▶ [The task]: Rewrite the entries from the line containing "# Outline the region of every instance of the sky." through the line containing "MULTIPOLYGON (((365 393, 347", replacing "snow-covered road" with "icy road" and leaving everything else untouched. Give back only those lines.

** BEGIN The records **

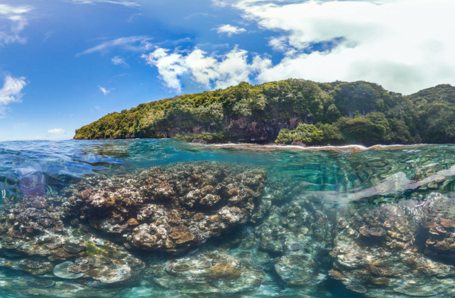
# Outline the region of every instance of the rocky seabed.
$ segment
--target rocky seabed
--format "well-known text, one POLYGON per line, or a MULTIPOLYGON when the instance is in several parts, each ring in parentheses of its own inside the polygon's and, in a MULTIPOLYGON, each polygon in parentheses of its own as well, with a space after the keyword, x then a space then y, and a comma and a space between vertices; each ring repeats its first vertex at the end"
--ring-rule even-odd
MULTIPOLYGON (((409 189, 392 178, 376 195, 409 189)), ((455 297, 455 198, 436 187, 333 208, 299 189, 259 168, 191 162, 100 174, 58 195, 3 204, 0 289, 5 297, 455 297)))

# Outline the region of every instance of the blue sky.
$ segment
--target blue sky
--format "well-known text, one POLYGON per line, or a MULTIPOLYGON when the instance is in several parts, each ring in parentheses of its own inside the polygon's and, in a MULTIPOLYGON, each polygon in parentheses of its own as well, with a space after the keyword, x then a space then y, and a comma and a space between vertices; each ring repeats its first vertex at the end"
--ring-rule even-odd
POLYGON ((176 94, 302 78, 455 83, 452 0, 0 0, 0 140, 69 139, 176 94))

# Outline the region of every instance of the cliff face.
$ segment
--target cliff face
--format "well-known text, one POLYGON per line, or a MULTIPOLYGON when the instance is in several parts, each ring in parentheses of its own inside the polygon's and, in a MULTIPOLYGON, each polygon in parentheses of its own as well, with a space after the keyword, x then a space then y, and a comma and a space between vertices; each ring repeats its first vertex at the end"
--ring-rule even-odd
POLYGON ((283 131, 281 140, 292 142, 303 131, 287 130, 299 123, 318 125, 318 131, 310 129, 314 138, 304 138, 314 143, 455 142, 455 88, 443 85, 403 96, 363 81, 243 82, 110 114, 77 129, 74 138, 267 142, 283 131))

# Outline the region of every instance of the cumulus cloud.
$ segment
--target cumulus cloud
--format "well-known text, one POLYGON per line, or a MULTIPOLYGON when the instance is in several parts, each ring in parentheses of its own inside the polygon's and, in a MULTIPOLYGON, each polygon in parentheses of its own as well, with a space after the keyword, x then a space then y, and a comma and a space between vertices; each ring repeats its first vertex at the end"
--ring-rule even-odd
POLYGON ((115 0, 72 0, 73 2, 79 4, 94 4, 98 3, 107 3, 110 4, 118 4, 127 7, 139 6, 139 3, 129 1, 115 0))
MULTIPOLYGON (((11 103, 19 103, 21 101, 21 91, 27 83, 26 78, 21 76, 14 78, 9 74, 4 76, 3 87, 0 89, 0 108, 11 103)), ((4 110, 4 109, 3 109, 4 110)))
POLYGON ((126 63, 125 59, 123 58, 121 58, 120 56, 116 56, 114 57, 111 58, 110 61, 114 64, 114 65, 123 65, 125 67, 128 67, 128 63, 126 63))
POLYGON ((56 134, 64 134, 66 131, 63 128, 53 128, 48 131, 48 134, 56 135, 56 134))
POLYGON ((246 32, 246 29, 239 27, 233 26, 230 24, 223 25, 216 29, 218 33, 226 33, 228 36, 232 34, 238 34, 239 33, 246 32))
POLYGON ((29 6, 12 6, 0 4, 0 21, 6 19, 7 26, 0 27, 0 45, 12 43, 25 43, 26 40, 19 33, 27 25, 27 19, 23 16, 31 10, 29 6))
POLYGON ((171 52, 157 47, 142 57, 148 64, 157 68, 167 87, 181 92, 181 79, 184 75, 206 87, 223 88, 243 81, 249 81, 250 76, 271 65, 269 59, 259 56, 248 63, 247 56, 247 51, 237 47, 219 56, 208 55, 197 48, 188 52, 171 52))
POLYGON ((108 95, 110 93, 110 91, 112 89, 106 89, 104 87, 101 87, 100 85, 98 85, 98 87, 99 88, 99 90, 103 92, 103 94, 104 95, 108 95))
POLYGON ((107 52, 113 47, 121 47, 133 52, 144 52, 151 48, 152 44, 149 42, 151 39, 150 37, 144 35, 120 37, 101 43, 98 45, 78 53, 76 56, 79 56, 96 52, 107 52))
POLYGON ((215 2, 280 32, 269 45, 285 56, 259 81, 366 80, 405 94, 455 83, 452 0, 215 2))

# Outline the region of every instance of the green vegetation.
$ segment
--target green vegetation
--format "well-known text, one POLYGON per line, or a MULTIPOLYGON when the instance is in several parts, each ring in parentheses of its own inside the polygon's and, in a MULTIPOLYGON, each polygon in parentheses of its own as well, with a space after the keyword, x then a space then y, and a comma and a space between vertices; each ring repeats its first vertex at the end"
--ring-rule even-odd
POLYGON ((208 142, 455 142, 455 87, 403 96, 377 84, 288 79, 185 94, 112 113, 75 139, 174 138, 208 142))

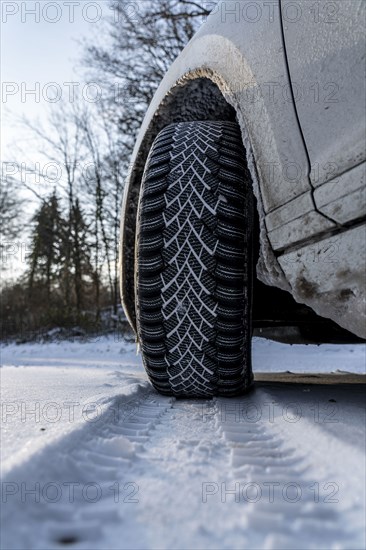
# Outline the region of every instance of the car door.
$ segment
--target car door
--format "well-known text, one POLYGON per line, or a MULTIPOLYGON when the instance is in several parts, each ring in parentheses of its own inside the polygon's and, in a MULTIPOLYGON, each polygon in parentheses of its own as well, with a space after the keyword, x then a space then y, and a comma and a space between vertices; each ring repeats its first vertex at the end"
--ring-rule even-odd
POLYGON ((365 12, 364 0, 281 0, 315 204, 340 225, 366 214, 365 12))

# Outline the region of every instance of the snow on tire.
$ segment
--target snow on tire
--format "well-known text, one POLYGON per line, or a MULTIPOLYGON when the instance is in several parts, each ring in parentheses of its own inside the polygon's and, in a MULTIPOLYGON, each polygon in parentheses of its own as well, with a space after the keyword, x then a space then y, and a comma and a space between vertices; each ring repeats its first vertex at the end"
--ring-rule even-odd
POLYGON ((239 127, 167 126, 147 160, 136 239, 136 314, 154 387, 232 396, 252 384, 252 195, 239 127))

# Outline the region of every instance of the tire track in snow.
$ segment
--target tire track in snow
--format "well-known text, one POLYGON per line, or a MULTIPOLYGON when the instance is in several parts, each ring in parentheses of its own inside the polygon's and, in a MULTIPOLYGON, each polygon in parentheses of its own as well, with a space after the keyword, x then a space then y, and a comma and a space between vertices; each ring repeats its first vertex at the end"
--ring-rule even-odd
POLYGON ((4 547, 362 548, 352 510, 324 503, 322 494, 314 502, 309 490, 333 481, 332 473, 319 473, 311 451, 300 450, 280 422, 240 415, 248 403, 263 411, 271 401, 260 389, 240 399, 175 400, 148 385, 112 399, 98 423, 52 442, 6 478, 96 483, 102 497, 88 502, 75 490, 73 502, 68 494, 53 504, 9 498, 4 547), (234 494, 225 495, 223 483, 234 494), (257 501, 250 493, 244 499, 248 483, 262 490, 278 483, 273 502, 264 491, 257 501), (301 487, 298 502, 283 498, 288 483, 301 487))
MULTIPOLYGON (((228 485, 237 484, 235 497, 245 501, 250 548, 364 548, 357 536, 362 523, 354 529, 354 510, 342 506, 331 471, 324 476, 311 454, 299 451, 298 442, 281 431, 283 418, 270 421, 274 396, 257 389, 249 402, 217 399, 215 413, 230 448, 228 485), (264 411, 268 417, 262 420, 264 411)), ((297 426, 298 434, 302 428, 297 426)))
POLYGON ((3 547, 105 548, 105 530, 120 522, 123 505, 138 500, 139 487, 129 477, 136 453, 169 407, 170 399, 138 384, 132 395, 113 398, 95 423, 8 472, 3 547))

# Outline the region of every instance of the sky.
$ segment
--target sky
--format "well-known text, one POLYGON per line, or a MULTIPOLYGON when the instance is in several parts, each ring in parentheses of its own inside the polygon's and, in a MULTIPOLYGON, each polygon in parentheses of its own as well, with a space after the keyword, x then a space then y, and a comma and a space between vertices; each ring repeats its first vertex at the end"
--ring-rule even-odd
MULTIPOLYGON (((92 97, 93 89, 85 88, 80 68, 83 51, 80 42, 83 39, 92 41, 94 35, 100 35, 103 18, 113 15, 109 6, 107 0, 0 0, 3 174, 15 170, 8 163, 24 162, 26 173, 36 162, 44 162, 34 137, 17 122, 23 115, 32 121, 39 119, 47 129, 51 101, 58 97, 72 99, 72 85, 67 86, 65 82, 80 83, 79 89, 92 97), (31 90, 36 93, 28 93, 31 90)), ((29 214, 36 202, 30 194, 27 201, 29 214)), ((26 240, 27 237, 22 239, 14 257, 11 250, 5 259, 2 258, 9 266, 1 273, 3 279, 12 279, 23 271, 26 240)))
MULTIPOLYGON (((80 41, 98 34, 112 11, 107 0, 1 0, 0 6, 2 158, 12 161, 14 143, 32 148, 17 118, 44 120, 54 100, 72 98, 72 85, 65 82, 85 89, 78 67, 80 41)), ((92 96, 93 89, 85 92, 92 96)))

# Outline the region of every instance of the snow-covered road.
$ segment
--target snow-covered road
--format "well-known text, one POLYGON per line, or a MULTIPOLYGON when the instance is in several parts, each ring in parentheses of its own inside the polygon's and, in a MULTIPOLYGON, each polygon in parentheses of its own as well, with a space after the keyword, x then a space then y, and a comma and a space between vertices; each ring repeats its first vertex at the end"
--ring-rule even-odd
MULTIPOLYGON (((365 393, 347 375, 175 400, 113 338, 1 355, 2 548, 365 547, 365 393)), ((254 342, 257 372, 364 368, 364 346, 254 342)))

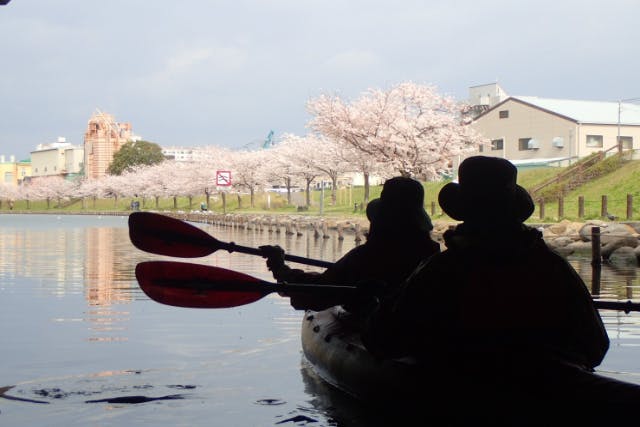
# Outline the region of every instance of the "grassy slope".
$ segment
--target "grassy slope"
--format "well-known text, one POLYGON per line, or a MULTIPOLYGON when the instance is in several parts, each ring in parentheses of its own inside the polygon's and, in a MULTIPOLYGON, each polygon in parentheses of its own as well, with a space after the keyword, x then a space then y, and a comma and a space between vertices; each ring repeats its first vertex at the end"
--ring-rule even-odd
MULTIPOLYGON (((555 174, 562 172, 563 168, 535 168, 524 169, 518 172, 518 184, 524 188, 531 188, 536 184, 546 181, 555 174)), ((437 203, 438 192, 448 181, 441 182, 427 182, 425 186, 425 207, 434 220, 443 219, 448 220, 446 216, 442 214, 442 210, 437 203)), ((626 201, 627 194, 631 194, 634 197, 633 218, 634 220, 640 220, 640 161, 634 160, 628 162, 618 170, 604 176, 603 178, 596 179, 577 190, 572 191, 565 197, 564 202, 564 218, 567 219, 579 219, 578 218, 578 197, 583 196, 585 200, 585 219, 600 218, 601 200, 602 196, 606 195, 608 198, 608 212, 619 217, 620 220, 626 219, 626 201)), ((380 196, 380 186, 371 187, 370 198, 374 199, 380 196)), ((304 194, 296 193, 295 195, 297 203, 295 205, 304 205, 304 194)), ((323 206, 323 213, 326 216, 364 216, 364 211, 360 209, 354 209, 354 204, 360 204, 364 198, 364 191, 361 187, 356 187, 351 190, 342 189, 338 191, 337 203, 331 204, 331 193, 325 191, 325 200, 323 206)), ((289 206, 286 204, 286 198, 282 195, 271 193, 257 194, 255 198, 255 207, 250 208, 249 196, 242 196, 243 207, 238 208, 238 202, 236 195, 227 196, 227 212, 236 214, 255 214, 255 213, 280 213, 280 214, 303 214, 303 215, 318 215, 320 213, 320 191, 314 191, 312 193, 311 207, 307 211, 298 212, 296 206, 289 206), (270 204, 270 208, 267 209, 270 204)), ((204 201, 204 197, 194 197, 192 202, 192 209, 199 209, 200 202, 204 201)), ((58 209, 55 206, 55 201, 51 202, 51 207, 47 208, 47 204, 44 201, 31 202, 31 211, 52 211, 52 212, 83 212, 83 211, 122 211, 129 212, 129 206, 131 199, 125 198, 118 200, 117 205, 113 199, 107 200, 93 200, 86 201, 86 207, 82 207, 82 203, 77 201, 75 203, 66 203, 64 208, 58 209)), ((144 202, 144 209, 156 209, 154 200, 146 200, 144 202)), ((172 199, 161 199, 159 210, 173 210, 172 199)), ((187 198, 178 199, 179 210, 189 210, 189 203, 187 198)), ((8 204, 2 203, 0 210, 9 212, 8 204)), ((27 210, 25 201, 17 201, 14 206, 14 211, 27 210)), ((222 201, 220 198, 211 200, 210 210, 215 212, 222 212, 222 201)), ((540 218, 539 206, 536 206, 536 212, 531 217, 531 222, 544 221, 557 221, 558 218, 558 204, 547 203, 545 205, 544 218, 540 218)))

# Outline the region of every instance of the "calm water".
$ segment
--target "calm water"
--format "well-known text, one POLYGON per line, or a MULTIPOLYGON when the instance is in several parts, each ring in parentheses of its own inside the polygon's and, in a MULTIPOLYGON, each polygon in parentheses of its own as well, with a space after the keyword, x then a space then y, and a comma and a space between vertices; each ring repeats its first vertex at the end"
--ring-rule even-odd
MULTIPOLYGON (((334 261, 353 237, 202 226, 223 241, 278 243, 334 261)), ((145 260, 127 218, 0 215, 0 425, 353 426, 375 424, 318 381, 302 358, 302 312, 269 295, 253 304, 197 310, 150 301, 134 277, 145 260), (141 404, 89 402, 171 397, 141 404)), ((173 259, 180 261, 178 259, 173 259)), ((270 280, 259 257, 216 252, 182 260, 270 280)), ((589 286, 588 259, 571 259, 589 286)), ((304 267, 312 269, 311 267, 304 267)), ((639 293, 636 269, 603 267, 607 299, 639 293)), ((640 382, 640 316, 603 311, 612 341, 601 370, 640 382)))

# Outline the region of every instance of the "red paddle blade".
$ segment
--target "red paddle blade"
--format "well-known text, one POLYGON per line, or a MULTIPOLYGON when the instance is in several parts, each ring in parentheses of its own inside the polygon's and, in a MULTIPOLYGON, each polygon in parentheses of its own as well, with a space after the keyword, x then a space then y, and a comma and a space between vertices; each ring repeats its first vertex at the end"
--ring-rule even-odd
POLYGON ((200 228, 153 212, 129 215, 129 238, 145 252, 182 258, 203 257, 219 249, 218 241, 200 228))
POLYGON ((237 307, 273 292, 269 282, 255 277, 184 262, 141 262, 136 266, 136 278, 149 298, 176 307, 237 307))

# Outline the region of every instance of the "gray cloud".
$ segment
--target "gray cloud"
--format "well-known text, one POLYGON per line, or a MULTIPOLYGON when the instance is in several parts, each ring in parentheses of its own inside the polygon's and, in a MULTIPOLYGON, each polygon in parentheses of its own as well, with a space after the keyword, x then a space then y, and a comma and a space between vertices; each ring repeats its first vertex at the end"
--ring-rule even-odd
POLYGON ((0 154, 96 108, 162 145, 303 133, 306 101, 412 80, 464 99, 640 96, 635 0, 13 0, 0 7, 0 154))

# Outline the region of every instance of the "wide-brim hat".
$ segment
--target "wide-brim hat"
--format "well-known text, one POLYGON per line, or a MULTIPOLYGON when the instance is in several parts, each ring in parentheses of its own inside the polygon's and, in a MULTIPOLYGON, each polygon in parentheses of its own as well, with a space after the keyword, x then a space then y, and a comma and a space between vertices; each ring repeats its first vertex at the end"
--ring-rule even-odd
POLYGON ((473 156, 458 168, 458 182, 440 190, 438 203, 458 221, 524 222, 535 209, 529 192, 516 184, 518 169, 506 159, 473 156))
POLYGON ((388 225, 421 231, 433 229, 424 209, 424 188, 413 178, 398 176, 386 180, 380 198, 367 204, 367 218, 378 228, 388 225))

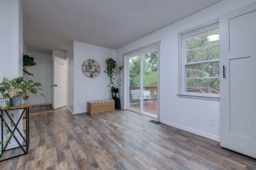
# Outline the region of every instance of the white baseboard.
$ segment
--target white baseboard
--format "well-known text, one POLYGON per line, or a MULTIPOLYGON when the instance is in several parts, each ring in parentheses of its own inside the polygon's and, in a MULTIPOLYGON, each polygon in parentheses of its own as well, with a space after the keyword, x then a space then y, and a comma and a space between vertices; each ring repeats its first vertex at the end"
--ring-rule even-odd
POLYGON ((70 113, 71 113, 72 114, 74 114, 74 111, 71 108, 70 108, 69 107, 68 107, 68 111, 69 111, 70 112, 70 113))
POLYGON ((191 132, 196 135, 199 135, 210 139, 212 139, 218 142, 220 142, 220 137, 218 136, 211 134, 210 133, 206 133, 202 131, 195 129, 194 129, 191 128, 186 126, 183 126, 183 125, 179 125, 169 121, 166 121, 166 120, 164 120, 161 119, 160 121, 161 123, 166 124, 166 125, 169 125, 174 127, 176 127, 182 130, 184 130, 185 131, 187 131, 188 132, 191 132))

** END The records **

▶ [Response to this exercise]:
# Outline the region of every instance of the sky.
$ segment
--target sky
--format "well-known text, one POLYGON per line, or a MULTIPOLYGON when the instance is in several parts, each ring in parentheses of its own inside the polygon's and, in a MULTIPOLYGON, each polygon in parentheses of its own as well, with a space after the keyword, x then a space then y, and a comma and a space between vertices; each ring repeats its first vertex at the end"
--ring-rule even-odd
MULTIPOLYGON (((92 97, 93 89, 85 88, 80 68, 83 51, 80 42, 83 39, 92 41, 94 35, 100 35, 103 18, 113 15, 109 6, 107 0, 0 0, 3 174, 15 170, 8 163, 24 162, 26 173, 36 162, 44 162, 34 137, 17 122, 23 115, 32 121, 39 119, 47 129, 51 101, 58 97, 72 99, 72 85, 67 86, 65 82, 80 83, 79 89, 92 97), (31 90, 36 93, 28 93, 31 90)), ((29 214, 36 202, 30 194, 27 201, 29 214)), ((26 240, 27 237, 22 239, 14 257, 11 250, 5 259, 2 258, 9 266, 1 273, 3 279, 12 279, 23 271, 26 240)))
MULTIPOLYGON (((80 41, 98 34, 112 11, 107 0, 1 0, 0 6, 2 158, 12 161, 14 143, 32 148, 17 118, 44 120, 54 100, 72 98, 72 85, 65 82, 85 89, 78 67, 80 41)), ((92 96, 93 89, 85 92, 92 96)))

# Outline the region of every instance of the icy road.
$ segment
--target icy road
--format "well-known text, one POLYGON per line, or a MULTIPOLYGON when the instance is in several parts, each ring in parentheses of its own inside the polygon's and, in a MULTIPOLYGON, each polygon in parentheses of its own as well, with a space after the keyword, x then a space then y, and a comma and a space between vertices; each ring repeats its first vertex at the end"
--ring-rule even-odd
MULTIPOLYGON (((365 393, 347 375, 175 400, 113 338, 1 355, 2 548, 365 547, 365 393)), ((254 342, 257 372, 364 368, 364 346, 254 342)))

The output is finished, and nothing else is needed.